— Text shown —
=-=-=

The second binaural signal set FS2 may be provided to the downmix
module 10-7, 20-7 and subsequently to the binauralization module
50.
[0064] In a further implementation of the present disclosure, the
at least one analyzing and compressor module 10, 20 may comprises a
truncation module 10-2, 20-2 adapted to discard excess bits of the
IBRIR using perceptual relevant parameters.
[0065] Binaural Room Impulse Responses Time/Frequency analysis
shows a quite general property of indoor sound propagation, where
the energy decay rate is higher at higher frequencies. This
property is related to the following perceptual relevant
parameters, which includes source directivity, absorption
coefficients of commonly used materials, absorption properties of
air also, and room modes ringing.
[0066] Due to these phenomena, the content of high frequencies in
the late part of the BRIR may be in general negligible.
[0067] In a further implementation of the present disclosure, the
at least one analyzing and compressor module 10, 20 may comprise a
separation module 10-3, 20-3 adapted to separate the first binaural
signal set FS1 provided to the early binauralization processing and
the second binaural signal set FS2 provided to the late
binauralization processing via a downmix module 10-7, 20-7.
[0068] In a further implementation of the present disclosure, the
at least one analyzing and compressor module 10, 20 may comprise a
Hilbert module 10-4, 20-4 adapted to calculate a Hilbert envelope
of the first binaural signal set FS1 and/or the second binaural
signal set FS2.
[0069] In a further implementation of the present disclosure, the
at least one analyzing and compressor module 10, 20 may comprise a
demodulation module 10-5, 20-5 adapted to demodulate the calculated
Hilbert envelope of the first binaural signal set FS1 and/or the
second binaural signal set FS2.
[0070] In a further implementation of the present disclosure, at
least one analyzing and compressor module 10, 20 may comprise a
down-sampling module 10-6, 20-6 adapted to down-sample the
demodulated Hilbert envelope of the first binaural signal set FS1
and/or the second binaural signal set FS2.
[0071] The downmix module 10-7, 20-7 may be adapted to retrieve the
second binaural signal set FS2 of the IBRIR.
[0072] The late part can be selected as corresponding to a
particular BRIR, obtained by diffuse field averaging or by
synthesis. In a first embodiment of this disclosure, late
reverberation is chosen as one of the BRIR-related late
reverberation. Here, the underlying assumption is that the late
part does not depend on the position of the loudspeaker but is
essentially the same for all positions within the room.
[0073] While the late reverberation is a property of the room, and
in first approximation does not depend on the measurement position,
the early part of the impulse response, carrying the direct front
and the early reflections, is modeled considering the position of
the listener and the speaker.
[0074] The early part of the BRIR refers to a particular speaker
and then to an input channel. This means each input signal may be
filtered with the early BRIR in order to provide realistic
reproduction.
[0075] According to an implementation of the present disclosure,
the late part can be applied directly to the downmix. As the late
part of the BRIR is the longest one, performing the filtering on
the output channel, two channels, and not on the input channels,
i.e. 22 channels, results in complexity reduction. The late part
does not depend on the position of the loudspeaker but is in
principle the same for all positions within the room.

=-=-=

— Data provided —
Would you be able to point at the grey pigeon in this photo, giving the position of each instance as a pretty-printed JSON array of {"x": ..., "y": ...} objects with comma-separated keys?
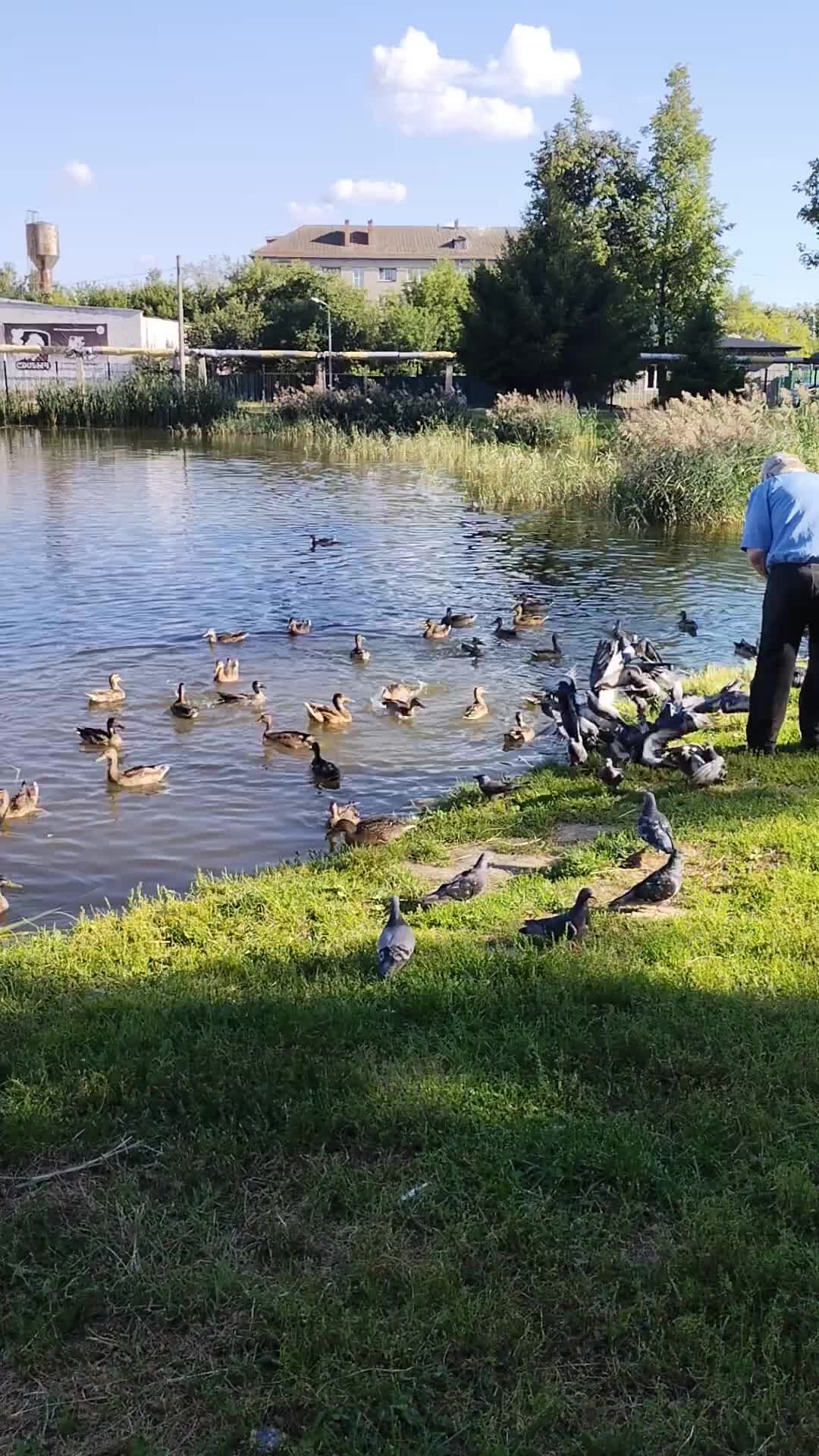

=-=-=

— Requirement —
From the text on binaural room impulse responses, write out the passage that begins at the words "[0069] In a" and stops after "of the IBRIR.", without changing a word.

— Answer to the exercise —
[0069] In a further implementation of the present disclosure, the
at least one analyzing and compressor module 10, 20 may comprise a
demodulation module 10-5, 20-5 adapted to demodulate the calculated
Hilbert envelope of the first binaural signal set FS1 and/or the
second binaural signal set FS2.
[0070] In a further implementation of the present disclosure, at
least one analyzing and compressor module 10, 20 may comprise a
down-sampling module 10-6, 20-6 adapted to down-sample the
demodulated Hilbert envelope of the first binaural signal set FS1
and/or the second binaural signal set FS2.
[0071] The downmix module 10-7, 20-7 may be adapted to retrieve the
second binaural signal set FS2 of the IBRIR.